> _EXTRACTED TEXT_:
--- --- ---

It's the whole family and all of that.
And I remember because it was strange
because I'd love going down to Nan and Grandpa's
and I'd love being there and
you know, Grams was so lovely and
you know, but I'd be very, I'd be very
I'd half love it right because Nan was
a matron of an old people's home and so she'd have
all these grounds and I'd go off and I'd be
in different worlds and she'd have dressing up clothes
and I'd be, you know, doing all of this and in my own world
running around the gardens and then the other half
was sort of listening to them bicker
and argue and then Grandpa
hiding bottles of whiskey behind the telly and the nan finding out and all of that going on in
the background and me being aware of it and then seeing him, you know, go in and whenever he's gone
and then trying to, you know, have a drink of whiskey and me trying to make it better and stop that
from happening and then feeling unsafe. And so not wanting to sleep over and grandpa making me,
you know, all of his music which he'd play for me on the cassette. And also I've got really happy
memories of that, but also there were memories which were sort of in sadness as well because
I'd feel uncomfortable and I'd want to go home
and I wouldn't really like leaving the house a lot
and then also that sort of kind of bled in then
to what I was like as a child really
because I'd hate going around for sleepovers
in other people's houses
I just sort of like the safety and security
of just being with mum and dad in my house
you know I'd go out and I'd play with other people
but my God if ever there was a sleepover
or anything like that I'd always go
and then I'd have to phone up
and I'd have made up you know acted that I was sick or something
and I'd have to come back home
and I'd be like oh God I feel safe now
I feel safe and secure here.

--- --- ---

Dataset rows showing where objects appear
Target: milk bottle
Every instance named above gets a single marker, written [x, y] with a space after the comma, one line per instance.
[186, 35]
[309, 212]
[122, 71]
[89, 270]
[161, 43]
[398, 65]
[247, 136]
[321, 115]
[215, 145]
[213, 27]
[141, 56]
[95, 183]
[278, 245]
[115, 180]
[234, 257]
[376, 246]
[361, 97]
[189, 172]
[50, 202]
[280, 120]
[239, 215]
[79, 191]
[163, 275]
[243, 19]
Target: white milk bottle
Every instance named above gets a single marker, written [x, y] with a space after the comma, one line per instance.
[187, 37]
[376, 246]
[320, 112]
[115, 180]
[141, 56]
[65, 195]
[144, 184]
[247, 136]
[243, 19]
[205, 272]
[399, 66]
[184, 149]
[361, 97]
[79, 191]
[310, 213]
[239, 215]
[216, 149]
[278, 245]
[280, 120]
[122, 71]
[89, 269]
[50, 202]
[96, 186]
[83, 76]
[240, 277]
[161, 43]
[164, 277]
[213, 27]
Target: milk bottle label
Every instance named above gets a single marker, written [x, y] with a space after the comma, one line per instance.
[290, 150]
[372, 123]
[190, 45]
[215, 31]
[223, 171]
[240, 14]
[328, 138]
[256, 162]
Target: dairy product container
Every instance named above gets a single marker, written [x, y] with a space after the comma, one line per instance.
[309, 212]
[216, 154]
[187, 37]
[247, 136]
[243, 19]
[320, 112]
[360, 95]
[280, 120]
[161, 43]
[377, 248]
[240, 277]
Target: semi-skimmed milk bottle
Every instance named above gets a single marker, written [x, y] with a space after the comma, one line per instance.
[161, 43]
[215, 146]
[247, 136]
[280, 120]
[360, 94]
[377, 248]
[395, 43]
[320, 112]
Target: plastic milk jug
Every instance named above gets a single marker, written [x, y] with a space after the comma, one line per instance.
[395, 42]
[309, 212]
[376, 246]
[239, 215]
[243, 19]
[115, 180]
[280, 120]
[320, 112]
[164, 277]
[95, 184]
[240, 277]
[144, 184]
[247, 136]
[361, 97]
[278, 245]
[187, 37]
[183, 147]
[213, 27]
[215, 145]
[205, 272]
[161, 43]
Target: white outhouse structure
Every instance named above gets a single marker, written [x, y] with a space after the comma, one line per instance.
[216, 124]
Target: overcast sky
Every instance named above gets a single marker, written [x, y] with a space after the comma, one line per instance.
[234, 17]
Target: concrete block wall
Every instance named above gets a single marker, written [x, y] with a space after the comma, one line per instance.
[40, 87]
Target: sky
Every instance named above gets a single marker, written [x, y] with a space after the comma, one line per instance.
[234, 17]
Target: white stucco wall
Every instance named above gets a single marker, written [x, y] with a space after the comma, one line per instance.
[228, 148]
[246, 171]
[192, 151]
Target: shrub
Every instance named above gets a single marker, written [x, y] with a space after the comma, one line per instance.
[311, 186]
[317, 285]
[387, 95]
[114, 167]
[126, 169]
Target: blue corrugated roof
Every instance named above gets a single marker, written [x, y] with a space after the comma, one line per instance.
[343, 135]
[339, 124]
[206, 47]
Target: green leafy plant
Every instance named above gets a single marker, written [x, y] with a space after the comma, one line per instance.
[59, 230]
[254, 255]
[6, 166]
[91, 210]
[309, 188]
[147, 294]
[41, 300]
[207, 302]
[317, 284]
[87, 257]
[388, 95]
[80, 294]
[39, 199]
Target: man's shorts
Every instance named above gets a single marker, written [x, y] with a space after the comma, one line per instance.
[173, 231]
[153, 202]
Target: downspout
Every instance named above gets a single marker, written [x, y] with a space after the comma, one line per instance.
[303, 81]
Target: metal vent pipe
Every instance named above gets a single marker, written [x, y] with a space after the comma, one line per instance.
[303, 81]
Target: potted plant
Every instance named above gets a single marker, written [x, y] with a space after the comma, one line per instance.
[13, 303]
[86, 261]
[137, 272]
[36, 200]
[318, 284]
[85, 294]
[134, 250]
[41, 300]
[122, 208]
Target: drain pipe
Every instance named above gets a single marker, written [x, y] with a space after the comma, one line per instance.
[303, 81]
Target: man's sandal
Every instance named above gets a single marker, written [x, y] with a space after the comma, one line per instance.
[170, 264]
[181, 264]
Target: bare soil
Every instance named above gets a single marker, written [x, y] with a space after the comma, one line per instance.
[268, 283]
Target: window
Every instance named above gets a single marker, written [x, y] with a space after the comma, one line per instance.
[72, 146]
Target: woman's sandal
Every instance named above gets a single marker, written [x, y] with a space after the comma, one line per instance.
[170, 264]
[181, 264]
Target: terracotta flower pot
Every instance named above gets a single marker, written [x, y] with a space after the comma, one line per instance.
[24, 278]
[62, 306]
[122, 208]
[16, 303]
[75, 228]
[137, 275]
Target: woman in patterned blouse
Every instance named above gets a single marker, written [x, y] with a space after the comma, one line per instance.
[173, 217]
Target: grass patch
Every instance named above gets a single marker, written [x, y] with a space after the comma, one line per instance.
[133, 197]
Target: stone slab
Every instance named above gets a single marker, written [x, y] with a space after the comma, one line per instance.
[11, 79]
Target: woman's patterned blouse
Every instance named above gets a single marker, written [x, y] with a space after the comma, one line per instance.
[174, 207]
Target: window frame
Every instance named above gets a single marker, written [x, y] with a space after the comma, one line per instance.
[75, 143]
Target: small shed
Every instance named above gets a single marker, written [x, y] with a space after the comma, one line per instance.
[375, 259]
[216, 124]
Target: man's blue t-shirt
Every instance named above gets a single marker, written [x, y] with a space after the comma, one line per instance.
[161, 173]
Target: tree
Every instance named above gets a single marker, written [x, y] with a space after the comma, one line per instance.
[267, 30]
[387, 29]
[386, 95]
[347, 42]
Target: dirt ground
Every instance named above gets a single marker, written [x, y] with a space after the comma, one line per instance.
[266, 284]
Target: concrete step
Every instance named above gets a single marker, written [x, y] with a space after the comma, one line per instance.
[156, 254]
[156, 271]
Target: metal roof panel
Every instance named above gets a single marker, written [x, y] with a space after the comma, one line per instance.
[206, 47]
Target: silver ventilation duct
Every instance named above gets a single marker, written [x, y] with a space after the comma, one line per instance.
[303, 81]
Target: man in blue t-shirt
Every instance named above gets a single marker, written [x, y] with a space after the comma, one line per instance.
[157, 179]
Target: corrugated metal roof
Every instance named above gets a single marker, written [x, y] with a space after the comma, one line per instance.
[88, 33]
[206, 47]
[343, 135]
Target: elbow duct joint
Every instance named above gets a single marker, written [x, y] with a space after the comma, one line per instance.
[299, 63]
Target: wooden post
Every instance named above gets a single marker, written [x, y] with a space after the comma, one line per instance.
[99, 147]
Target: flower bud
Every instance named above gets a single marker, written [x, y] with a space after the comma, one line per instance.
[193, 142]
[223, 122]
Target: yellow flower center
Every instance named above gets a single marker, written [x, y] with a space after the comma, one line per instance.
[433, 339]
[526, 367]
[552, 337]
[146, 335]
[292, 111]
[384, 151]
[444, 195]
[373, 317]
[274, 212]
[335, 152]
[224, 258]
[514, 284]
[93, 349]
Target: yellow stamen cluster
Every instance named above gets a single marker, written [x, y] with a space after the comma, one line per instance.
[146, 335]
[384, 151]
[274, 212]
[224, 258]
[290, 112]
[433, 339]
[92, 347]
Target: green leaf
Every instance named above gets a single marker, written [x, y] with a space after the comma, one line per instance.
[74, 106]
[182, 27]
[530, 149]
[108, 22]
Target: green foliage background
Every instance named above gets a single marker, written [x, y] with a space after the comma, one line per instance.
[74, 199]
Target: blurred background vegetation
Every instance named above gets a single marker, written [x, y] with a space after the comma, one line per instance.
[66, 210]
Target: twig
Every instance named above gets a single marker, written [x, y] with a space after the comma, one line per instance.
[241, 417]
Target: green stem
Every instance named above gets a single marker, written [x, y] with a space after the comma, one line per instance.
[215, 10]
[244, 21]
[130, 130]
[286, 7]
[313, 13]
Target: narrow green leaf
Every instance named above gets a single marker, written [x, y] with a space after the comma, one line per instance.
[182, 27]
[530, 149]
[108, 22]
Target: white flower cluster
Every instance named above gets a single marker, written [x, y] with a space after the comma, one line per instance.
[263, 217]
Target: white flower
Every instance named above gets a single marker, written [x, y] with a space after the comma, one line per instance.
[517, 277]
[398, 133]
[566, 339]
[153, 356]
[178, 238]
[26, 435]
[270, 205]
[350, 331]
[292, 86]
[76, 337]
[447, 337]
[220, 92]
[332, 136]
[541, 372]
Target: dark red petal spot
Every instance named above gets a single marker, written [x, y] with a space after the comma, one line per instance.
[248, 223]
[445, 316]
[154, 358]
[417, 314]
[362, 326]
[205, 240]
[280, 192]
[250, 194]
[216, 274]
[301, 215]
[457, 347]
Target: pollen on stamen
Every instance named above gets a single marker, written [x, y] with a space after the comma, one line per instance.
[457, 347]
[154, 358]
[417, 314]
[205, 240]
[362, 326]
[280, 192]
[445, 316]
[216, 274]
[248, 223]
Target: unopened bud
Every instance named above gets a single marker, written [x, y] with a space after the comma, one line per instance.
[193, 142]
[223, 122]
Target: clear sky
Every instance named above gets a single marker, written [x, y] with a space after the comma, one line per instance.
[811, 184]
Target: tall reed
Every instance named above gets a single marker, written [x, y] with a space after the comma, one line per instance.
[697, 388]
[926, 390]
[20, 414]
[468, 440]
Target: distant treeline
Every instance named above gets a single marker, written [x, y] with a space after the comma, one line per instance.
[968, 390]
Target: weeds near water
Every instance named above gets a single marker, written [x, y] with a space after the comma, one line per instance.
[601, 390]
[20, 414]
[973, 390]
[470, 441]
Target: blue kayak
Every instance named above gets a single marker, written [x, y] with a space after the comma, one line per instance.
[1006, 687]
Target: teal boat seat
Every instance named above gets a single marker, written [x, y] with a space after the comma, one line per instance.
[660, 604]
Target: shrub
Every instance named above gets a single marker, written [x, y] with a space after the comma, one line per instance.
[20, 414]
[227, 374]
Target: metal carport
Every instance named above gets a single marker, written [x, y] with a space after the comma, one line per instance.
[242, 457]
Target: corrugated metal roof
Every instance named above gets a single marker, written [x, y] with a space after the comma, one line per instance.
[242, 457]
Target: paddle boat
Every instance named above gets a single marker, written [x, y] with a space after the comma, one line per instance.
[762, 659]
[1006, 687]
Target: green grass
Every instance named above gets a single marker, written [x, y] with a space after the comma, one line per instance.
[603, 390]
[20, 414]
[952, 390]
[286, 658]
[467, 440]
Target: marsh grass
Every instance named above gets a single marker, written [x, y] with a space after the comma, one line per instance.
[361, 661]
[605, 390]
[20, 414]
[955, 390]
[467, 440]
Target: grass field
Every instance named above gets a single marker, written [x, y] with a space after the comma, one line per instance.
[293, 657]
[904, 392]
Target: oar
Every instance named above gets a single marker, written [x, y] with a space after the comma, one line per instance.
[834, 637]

--- --- ---

> _WHAT YOU ARE ASKED TO DO_: In the spoken recollection about visiting the grandparents, what was Nan's job? The listing plays no part in what is asked here.

> _ANSWER FOR THE TASK_: She was a matron of an old people's home.